Saved data entries
··········

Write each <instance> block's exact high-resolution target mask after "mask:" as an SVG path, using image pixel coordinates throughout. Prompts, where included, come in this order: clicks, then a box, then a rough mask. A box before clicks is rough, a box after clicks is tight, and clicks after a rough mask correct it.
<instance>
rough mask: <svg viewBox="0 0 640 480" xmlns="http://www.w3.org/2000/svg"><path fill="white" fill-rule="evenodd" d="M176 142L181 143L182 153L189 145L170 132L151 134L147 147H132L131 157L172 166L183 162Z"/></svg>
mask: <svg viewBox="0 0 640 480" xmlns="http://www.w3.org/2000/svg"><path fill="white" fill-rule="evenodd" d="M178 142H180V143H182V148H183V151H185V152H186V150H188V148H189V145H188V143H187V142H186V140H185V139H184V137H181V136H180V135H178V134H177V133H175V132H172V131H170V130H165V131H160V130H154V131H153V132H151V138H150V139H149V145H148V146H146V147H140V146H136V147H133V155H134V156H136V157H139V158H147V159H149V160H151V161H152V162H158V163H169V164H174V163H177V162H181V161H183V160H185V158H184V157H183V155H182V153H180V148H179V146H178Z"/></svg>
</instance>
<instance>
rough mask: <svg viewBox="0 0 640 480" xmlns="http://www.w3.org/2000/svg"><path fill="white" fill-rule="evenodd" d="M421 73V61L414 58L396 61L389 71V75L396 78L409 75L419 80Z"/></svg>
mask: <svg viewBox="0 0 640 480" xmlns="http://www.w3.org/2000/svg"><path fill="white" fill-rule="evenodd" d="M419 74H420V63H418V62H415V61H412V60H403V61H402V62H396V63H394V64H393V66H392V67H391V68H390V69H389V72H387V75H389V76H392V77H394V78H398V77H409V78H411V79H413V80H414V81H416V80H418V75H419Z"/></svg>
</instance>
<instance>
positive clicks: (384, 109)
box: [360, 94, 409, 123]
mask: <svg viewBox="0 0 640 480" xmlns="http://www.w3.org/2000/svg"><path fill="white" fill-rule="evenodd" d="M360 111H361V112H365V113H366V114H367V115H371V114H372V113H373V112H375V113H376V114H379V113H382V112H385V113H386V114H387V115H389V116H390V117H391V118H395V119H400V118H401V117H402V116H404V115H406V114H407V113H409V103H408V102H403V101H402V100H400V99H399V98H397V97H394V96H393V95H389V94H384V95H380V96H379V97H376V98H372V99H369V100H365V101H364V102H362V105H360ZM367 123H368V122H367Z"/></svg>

··········

Could you return the data above exactly as it stands?

- [Task solution]
Write each <instance> block's exact high-resolution target mask after "mask:" as an SVG path, using image pixel coordinates throughout. Prompts, where included, come in this order: clicks, then a box, then a rough mask. A box before clicks is rough, a box after clicks is tight, and clicks after a rough mask correct it.
<instance>
rough mask: <svg viewBox="0 0 640 480" xmlns="http://www.w3.org/2000/svg"><path fill="white" fill-rule="evenodd" d="M176 142L181 143L182 153L189 145L170 132L151 134L147 147H132L131 157L172 166L183 162Z"/></svg>
mask: <svg viewBox="0 0 640 480" xmlns="http://www.w3.org/2000/svg"><path fill="white" fill-rule="evenodd" d="M178 142H180V143H182V148H183V151H185V152H186V150H188V148H189V145H188V143H187V142H186V140H185V139H184V137H181V136H180V135H178V134H177V133H175V132H172V131H170V130H165V131H160V130H154V131H153V132H151V138H150V139H149V145H148V146H146V147H140V146H136V147H133V155H134V156H136V157H139V158H147V159H149V160H151V161H152V162H158V163H169V164H174V163H177V162H181V161H183V160H185V158H184V157H183V155H182V153H180V148H179V146H178Z"/></svg>
</instance>
<instance>
rough mask: <svg viewBox="0 0 640 480" xmlns="http://www.w3.org/2000/svg"><path fill="white" fill-rule="evenodd" d="M421 73V61L414 58L396 61L389 71V75L396 78L409 75L419 80Z"/></svg>
mask: <svg viewBox="0 0 640 480" xmlns="http://www.w3.org/2000/svg"><path fill="white" fill-rule="evenodd" d="M419 74H420V63H418V62H415V61H412V60H403V61H402V62H396V63H394V64H393V66H392V67H391V68H390V69H389V72H387V75H389V76H392V77H394V78H398V77H409V78H411V79H413V80H414V81H416V80H418V75H419Z"/></svg>
</instance>
<instance>
positive clicks: (384, 109)
box: [360, 94, 409, 123]
mask: <svg viewBox="0 0 640 480" xmlns="http://www.w3.org/2000/svg"><path fill="white" fill-rule="evenodd" d="M360 111H361V112H365V113H366V114H367V115H371V114H372V113H373V112H375V113H376V114H379V113H382V112H385V113H386V114H387V115H389V116H390V117H391V118H395V119H400V118H401V117H402V116H404V115H406V114H407V113H409V103H408V102H403V101H402V100H400V99H399V98H397V97H394V96H393V95H389V94H384V95H380V96H379V97H376V98H372V99H369V100H365V101H364V102H362V105H360ZM367 123H368V122H367Z"/></svg>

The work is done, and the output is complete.